• **GIVEN REQUEST**
Repeat the material in full. Keep every line exactly as it is.

....

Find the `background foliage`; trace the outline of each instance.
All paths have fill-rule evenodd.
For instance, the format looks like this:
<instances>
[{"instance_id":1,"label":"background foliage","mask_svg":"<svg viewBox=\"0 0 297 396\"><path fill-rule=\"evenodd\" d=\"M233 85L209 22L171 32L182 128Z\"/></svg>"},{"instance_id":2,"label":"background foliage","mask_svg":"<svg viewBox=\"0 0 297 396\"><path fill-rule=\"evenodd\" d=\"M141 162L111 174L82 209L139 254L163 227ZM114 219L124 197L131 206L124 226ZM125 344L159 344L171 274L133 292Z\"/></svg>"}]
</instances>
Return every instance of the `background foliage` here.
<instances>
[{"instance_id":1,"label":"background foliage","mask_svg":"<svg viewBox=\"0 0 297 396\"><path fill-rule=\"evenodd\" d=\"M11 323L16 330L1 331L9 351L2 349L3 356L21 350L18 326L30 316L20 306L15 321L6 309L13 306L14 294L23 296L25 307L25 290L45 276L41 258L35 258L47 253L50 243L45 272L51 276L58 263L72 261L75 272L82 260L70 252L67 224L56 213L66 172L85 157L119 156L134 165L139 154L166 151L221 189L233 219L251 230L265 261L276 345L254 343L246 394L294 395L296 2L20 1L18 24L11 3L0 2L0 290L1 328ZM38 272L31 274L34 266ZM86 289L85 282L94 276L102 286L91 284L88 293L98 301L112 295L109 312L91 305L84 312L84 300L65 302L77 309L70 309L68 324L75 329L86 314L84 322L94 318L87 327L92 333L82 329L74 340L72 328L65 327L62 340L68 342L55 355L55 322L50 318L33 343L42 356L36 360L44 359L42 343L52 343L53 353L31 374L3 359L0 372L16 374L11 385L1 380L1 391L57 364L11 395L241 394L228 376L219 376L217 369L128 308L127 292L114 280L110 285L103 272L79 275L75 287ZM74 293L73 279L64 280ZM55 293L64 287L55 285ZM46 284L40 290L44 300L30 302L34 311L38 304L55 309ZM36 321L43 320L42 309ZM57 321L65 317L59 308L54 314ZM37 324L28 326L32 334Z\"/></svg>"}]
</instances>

....

• **FULL ANSWER**
Find the `background foliage`; trace the outline of each instance.
All paths have fill-rule evenodd.
For instance, the format looks like this:
<instances>
[{"instance_id":1,"label":"background foliage","mask_svg":"<svg viewBox=\"0 0 297 396\"><path fill-rule=\"evenodd\" d=\"M233 85L209 22L171 32L182 128Z\"/></svg>"},{"instance_id":2,"label":"background foliage","mask_svg":"<svg viewBox=\"0 0 297 396\"><path fill-rule=\"evenodd\" d=\"M141 162L111 174L82 209L139 254L163 227ZM114 219L124 197L131 206L124 226ZM125 344L159 344L171 274L133 292Z\"/></svg>"}]
</instances>
Return every instance of the `background foliage` here.
<instances>
[{"instance_id":1,"label":"background foliage","mask_svg":"<svg viewBox=\"0 0 297 396\"><path fill-rule=\"evenodd\" d=\"M11 323L16 330L1 331L9 351L2 349L3 356L21 350L18 326L30 316L20 306L15 321L6 309L13 306L14 294L23 296L25 307L25 290L45 276L41 258L35 258L47 253L50 243L45 272L51 276L58 263L72 261L75 272L82 260L70 252L67 224L56 213L66 172L85 157L119 156L134 165L139 154L166 151L221 189L233 219L251 230L265 261L276 345L254 343L246 394L294 395L296 2L20 1L18 24L11 3L0 2L0 290L1 328ZM38 272L31 274L34 266ZM86 289L85 282L94 276L102 286L91 284L88 293L98 301L112 295L109 312L91 305L84 312L84 300L65 302L77 309L70 309L68 324L75 329L86 314L84 322L94 318L87 327L92 333L82 329L74 340L72 328L65 327L62 340L68 342L55 355L55 322L50 318L33 343L42 356L36 360L44 359L42 343L52 343L53 353L31 374L3 359L0 372L16 374L11 385L1 380L1 391L57 364L11 395L241 394L228 376L219 376L217 369L128 308L127 292L114 280L110 285L103 272L79 275L75 287ZM74 293L73 279L64 280ZM55 293L64 287L55 285ZM46 284L40 290L44 300L30 302L34 311L38 304L55 309ZM36 321L43 320L42 309ZM57 321L65 317L59 308L54 314ZM37 324L28 326L32 334Z\"/></svg>"}]
</instances>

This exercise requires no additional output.